• PROBLEM REQUIREMENTS
Extract every line of the records below word for word, omitting the pictures.

• DATA SUPPLIED
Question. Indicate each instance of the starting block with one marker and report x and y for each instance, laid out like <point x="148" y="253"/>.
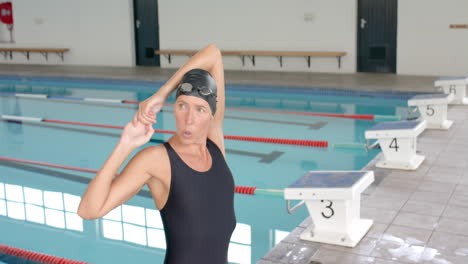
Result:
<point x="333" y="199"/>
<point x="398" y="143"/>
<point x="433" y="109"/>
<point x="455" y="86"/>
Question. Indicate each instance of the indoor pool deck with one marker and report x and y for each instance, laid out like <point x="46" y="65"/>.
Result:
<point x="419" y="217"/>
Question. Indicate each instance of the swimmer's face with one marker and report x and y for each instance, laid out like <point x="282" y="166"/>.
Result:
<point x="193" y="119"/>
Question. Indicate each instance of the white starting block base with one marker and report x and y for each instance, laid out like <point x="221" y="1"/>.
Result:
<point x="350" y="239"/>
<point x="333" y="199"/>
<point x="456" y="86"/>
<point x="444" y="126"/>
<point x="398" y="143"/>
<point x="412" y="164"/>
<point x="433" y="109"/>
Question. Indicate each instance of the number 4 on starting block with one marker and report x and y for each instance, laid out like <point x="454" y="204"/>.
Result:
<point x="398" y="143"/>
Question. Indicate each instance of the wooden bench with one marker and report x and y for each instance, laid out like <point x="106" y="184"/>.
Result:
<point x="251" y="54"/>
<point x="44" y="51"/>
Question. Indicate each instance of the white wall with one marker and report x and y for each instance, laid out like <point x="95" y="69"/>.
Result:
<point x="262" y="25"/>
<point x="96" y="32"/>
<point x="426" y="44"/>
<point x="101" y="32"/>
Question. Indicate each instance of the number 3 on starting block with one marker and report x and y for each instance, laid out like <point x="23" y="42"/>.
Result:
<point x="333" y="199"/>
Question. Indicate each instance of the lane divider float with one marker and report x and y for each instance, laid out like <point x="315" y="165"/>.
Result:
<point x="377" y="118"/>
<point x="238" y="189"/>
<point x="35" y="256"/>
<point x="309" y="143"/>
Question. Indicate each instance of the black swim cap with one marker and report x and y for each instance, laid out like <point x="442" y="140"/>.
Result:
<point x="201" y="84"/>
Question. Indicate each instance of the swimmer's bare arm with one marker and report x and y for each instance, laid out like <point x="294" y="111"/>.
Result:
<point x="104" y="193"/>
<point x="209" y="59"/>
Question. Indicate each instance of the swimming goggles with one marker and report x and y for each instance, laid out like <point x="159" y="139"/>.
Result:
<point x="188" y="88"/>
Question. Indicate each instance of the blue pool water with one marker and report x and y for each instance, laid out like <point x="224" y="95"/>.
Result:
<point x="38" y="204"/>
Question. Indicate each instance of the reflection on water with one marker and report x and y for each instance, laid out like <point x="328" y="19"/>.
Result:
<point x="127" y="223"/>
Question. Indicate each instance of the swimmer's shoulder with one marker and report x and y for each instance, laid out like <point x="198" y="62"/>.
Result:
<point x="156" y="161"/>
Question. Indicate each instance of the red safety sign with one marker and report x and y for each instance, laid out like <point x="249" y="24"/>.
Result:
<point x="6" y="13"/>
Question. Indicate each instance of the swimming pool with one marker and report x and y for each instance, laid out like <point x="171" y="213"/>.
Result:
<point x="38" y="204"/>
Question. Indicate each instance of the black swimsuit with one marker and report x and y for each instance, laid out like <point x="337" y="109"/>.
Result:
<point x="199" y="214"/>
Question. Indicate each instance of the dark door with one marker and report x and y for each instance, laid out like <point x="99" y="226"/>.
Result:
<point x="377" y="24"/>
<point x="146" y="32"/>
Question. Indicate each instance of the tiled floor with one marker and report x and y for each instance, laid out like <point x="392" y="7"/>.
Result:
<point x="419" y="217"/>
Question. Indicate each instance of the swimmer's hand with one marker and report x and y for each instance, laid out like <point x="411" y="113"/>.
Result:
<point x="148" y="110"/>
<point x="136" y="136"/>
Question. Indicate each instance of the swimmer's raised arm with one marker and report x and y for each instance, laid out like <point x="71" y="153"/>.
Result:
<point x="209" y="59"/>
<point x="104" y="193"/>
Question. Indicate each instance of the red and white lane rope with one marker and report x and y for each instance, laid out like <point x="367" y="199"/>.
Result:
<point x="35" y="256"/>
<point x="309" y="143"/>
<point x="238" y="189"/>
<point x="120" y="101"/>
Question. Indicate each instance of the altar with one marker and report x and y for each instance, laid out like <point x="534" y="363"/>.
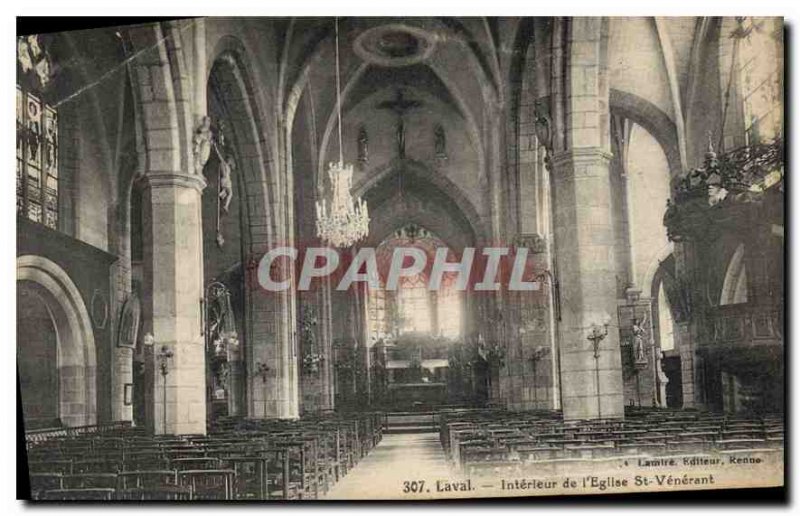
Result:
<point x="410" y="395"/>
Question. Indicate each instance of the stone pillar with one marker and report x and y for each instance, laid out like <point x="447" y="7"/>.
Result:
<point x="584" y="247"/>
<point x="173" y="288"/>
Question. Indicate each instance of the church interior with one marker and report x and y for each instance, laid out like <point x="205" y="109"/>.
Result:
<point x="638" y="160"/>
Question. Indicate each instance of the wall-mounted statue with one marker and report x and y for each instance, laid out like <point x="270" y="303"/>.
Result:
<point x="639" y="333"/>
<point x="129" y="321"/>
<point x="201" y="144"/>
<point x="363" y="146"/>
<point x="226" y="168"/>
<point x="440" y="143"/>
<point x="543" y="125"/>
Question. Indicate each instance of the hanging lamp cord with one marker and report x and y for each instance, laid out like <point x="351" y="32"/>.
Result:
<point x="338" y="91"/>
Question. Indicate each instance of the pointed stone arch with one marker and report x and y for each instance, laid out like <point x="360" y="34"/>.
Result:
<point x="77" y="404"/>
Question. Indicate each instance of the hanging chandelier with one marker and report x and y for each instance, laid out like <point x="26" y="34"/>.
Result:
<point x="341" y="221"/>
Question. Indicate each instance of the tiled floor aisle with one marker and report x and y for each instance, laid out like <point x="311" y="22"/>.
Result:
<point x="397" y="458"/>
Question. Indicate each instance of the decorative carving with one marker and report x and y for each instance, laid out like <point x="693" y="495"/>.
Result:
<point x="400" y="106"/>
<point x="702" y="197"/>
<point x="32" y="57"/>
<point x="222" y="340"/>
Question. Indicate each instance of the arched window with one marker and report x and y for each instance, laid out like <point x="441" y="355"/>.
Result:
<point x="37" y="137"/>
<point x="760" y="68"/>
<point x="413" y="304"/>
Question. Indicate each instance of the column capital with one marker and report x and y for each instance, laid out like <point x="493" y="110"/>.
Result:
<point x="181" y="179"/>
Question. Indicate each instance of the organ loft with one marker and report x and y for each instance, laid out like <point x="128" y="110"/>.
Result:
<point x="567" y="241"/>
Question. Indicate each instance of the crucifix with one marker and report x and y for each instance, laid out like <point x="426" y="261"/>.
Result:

• THE COMPLETED TASK
Question. Indicate each instance of the starting block with one marker and report x and y for each instance, laid out like <point x="148" y="253"/>.
Result:
<point x="333" y="199"/>
<point x="398" y="143"/>
<point x="433" y="109"/>
<point x="455" y="86"/>
Question. Indicate each instance of the indoor pool deck with one marker and report x and y for each instance, laid out like <point x="46" y="65"/>.
Result:
<point x="419" y="217"/>
Question. Indicate each instance of the swimmer's face with one marker and report x and y for each instance, laid out like <point x="282" y="166"/>.
Result:
<point x="193" y="119"/>
Question. Indicate each instance of the white starting block base with one marker and report x and y for each instance, laid out like <point x="221" y="1"/>.
Result:
<point x="350" y="239"/>
<point x="333" y="199"/>
<point x="456" y="86"/>
<point x="444" y="126"/>
<point x="398" y="143"/>
<point x="412" y="164"/>
<point x="433" y="109"/>
Question. Indicate each instance of the number 4 on starting block with one marker and report x and y for each instance, laid out like <point x="454" y="204"/>.
Result:
<point x="398" y="143"/>
Question. Indicate each instance of the wooden bench with one marker and report x and y for each instance, laid out like <point x="106" y="184"/>.
Result:
<point x="251" y="54"/>
<point x="44" y="51"/>
Question. Indicate each instance of the white wall with one marker and report x and y for each instance, laid out like <point x="95" y="69"/>.
Result:
<point x="262" y="25"/>
<point x="96" y="32"/>
<point x="426" y="44"/>
<point x="101" y="32"/>
Question. Indicate each instance of the number 3 on starting block with one marker and report x and y for each instance, laid out like <point x="23" y="42"/>.
Result:
<point x="333" y="199"/>
Question. Indicate each instance of the lane divider float with one marker and report x and y for each instance, laid out like <point x="315" y="165"/>.
Result:
<point x="377" y="118"/>
<point x="238" y="189"/>
<point x="35" y="256"/>
<point x="309" y="143"/>
Question. Indicate each instance of the black swim cap with one marker and report x and y for each instance, laid out like <point x="442" y="140"/>.
Result:
<point x="201" y="84"/>
Question. Indicate each instance of the swimmer's bare arm with one marker and report x and y for each instance, laid out like <point x="294" y="111"/>.
Result:
<point x="104" y="193"/>
<point x="209" y="59"/>
Question. Indicate each instance of the swimming goggles with one marker and report x and y for each instance, laid out like <point x="159" y="139"/>.
Result:
<point x="188" y="88"/>
Question. Indicate each instance of the blue pool water with one marker and report x and y for each instance, laid out like <point x="224" y="95"/>.
Result:
<point x="38" y="204"/>
Question. Indicate each instance of the reflection on water with one marker and report x and y for each instance, laid out like <point x="328" y="19"/>.
Result:
<point x="127" y="223"/>
Question. Indicate each instance of the swimmer's shoulder with one marker and report x and y for each instance, laid out like <point x="198" y="62"/>.
Result:
<point x="156" y="161"/>
Question. Indicate each instance of the red safety sign with one marker and report x and y for each instance, laid out like <point x="249" y="24"/>.
Result:
<point x="6" y="13"/>
Question. Indicate each instance of the swimming pool with one marker and report x and y for each instance, laid out like <point x="171" y="213"/>.
Result:
<point x="38" y="204"/>
Question. Indicate each instance of the black swimsuit with one marker and report x and y for each instance, laid out like <point x="337" y="109"/>.
Result:
<point x="199" y="214"/>
Question. Indicate each instance of the dark door with one marker and report x and y for each instance, laid out like <point x="99" y="226"/>.
Result:
<point x="377" y="24"/>
<point x="146" y="32"/>
Question. Indicate each instance of the tiled floor with one marker and report x and y for each instance, laid out like <point x="392" y="7"/>.
Result:
<point x="419" y="217"/>
Question. Indicate each instance of the swimmer's hand with one marker and report x and y for each instance, laid out like <point x="411" y="113"/>.
Result:
<point x="148" y="110"/>
<point x="136" y="136"/>
Question. Indicate each instance of the swimmer's raised arm with one marker and report x and y for each instance, laid out like <point x="71" y="153"/>.
Result:
<point x="209" y="59"/>
<point x="104" y="193"/>
Question. Indicate each instance of the red and white lane rope with one marker and report x and y for each instance, laid out like <point x="367" y="199"/>.
Result:
<point x="35" y="256"/>
<point x="309" y="143"/>
<point x="238" y="189"/>
<point x="120" y="101"/>
Question. Indicate each instance of the altar with one marker and report x and y for each instance, laid out like <point x="534" y="363"/>.
Result:
<point x="410" y="395"/>
Question. Indicate each instance of the stone pillar with one marker and report x and y for each instance, laid out like <point x="447" y="7"/>.
Result:
<point x="584" y="247"/>
<point x="173" y="288"/>
Question. Indicate each instance of the church interior with one marker and report x and y for each instance, laid out like <point x="205" y="109"/>.
Result:
<point x="638" y="160"/>
Question. Indicate each instance of the wall-mounted statue with one marker and report x and y for each instance, laid out like <point x="270" y="303"/>.
Result:
<point x="639" y="333"/>
<point x="129" y="321"/>
<point x="201" y="144"/>
<point x="363" y="146"/>
<point x="226" y="168"/>
<point x="440" y="143"/>
<point x="543" y="125"/>
Question. Indicate each instance of the hanging lamp cord with one marker and report x and y for each instance, laid out like <point x="351" y="32"/>.
Result:
<point x="338" y="91"/>
Question. Indicate each instance of the pointed stone arch with one marker and report x and y for each instance, laid out like <point x="360" y="34"/>.
Result:
<point x="77" y="404"/>
Question. Indicate each instance of the hanging chandelier with one marker and report x and y for each instance, laid out like <point x="26" y="34"/>.
Result:
<point x="341" y="221"/>
Question. Indicate each instance of the tiled floor aisle with one marker and report x and y for each instance, laid out like <point x="311" y="22"/>.
Result:
<point x="397" y="458"/>
Question. Indicate each instance of the decorative carving with one marker and report x and y for each instance, laid out like <point x="693" y="495"/>.
Result:
<point x="400" y="106"/>
<point x="702" y="197"/>
<point x="32" y="57"/>
<point x="222" y="340"/>
Question. Indicate each instance of the arched window with one marker and report x and y for each instance, laid out like <point x="441" y="355"/>.
Result:
<point x="37" y="137"/>
<point x="760" y="68"/>
<point x="413" y="304"/>
Question. Indicate each instance of the column capital with one marker and report x and y for each instance, laid out like <point x="493" y="110"/>.
Result:
<point x="181" y="179"/>
Question. Indicate each instance of the organ loft with one marker and report x and y for each instance, laid out like <point x="128" y="110"/>.
Result:
<point x="567" y="241"/>
Question. Indicate each instance of the crucifix with one marker and report x and y for each instance, laid out like <point x="426" y="261"/>.
Result:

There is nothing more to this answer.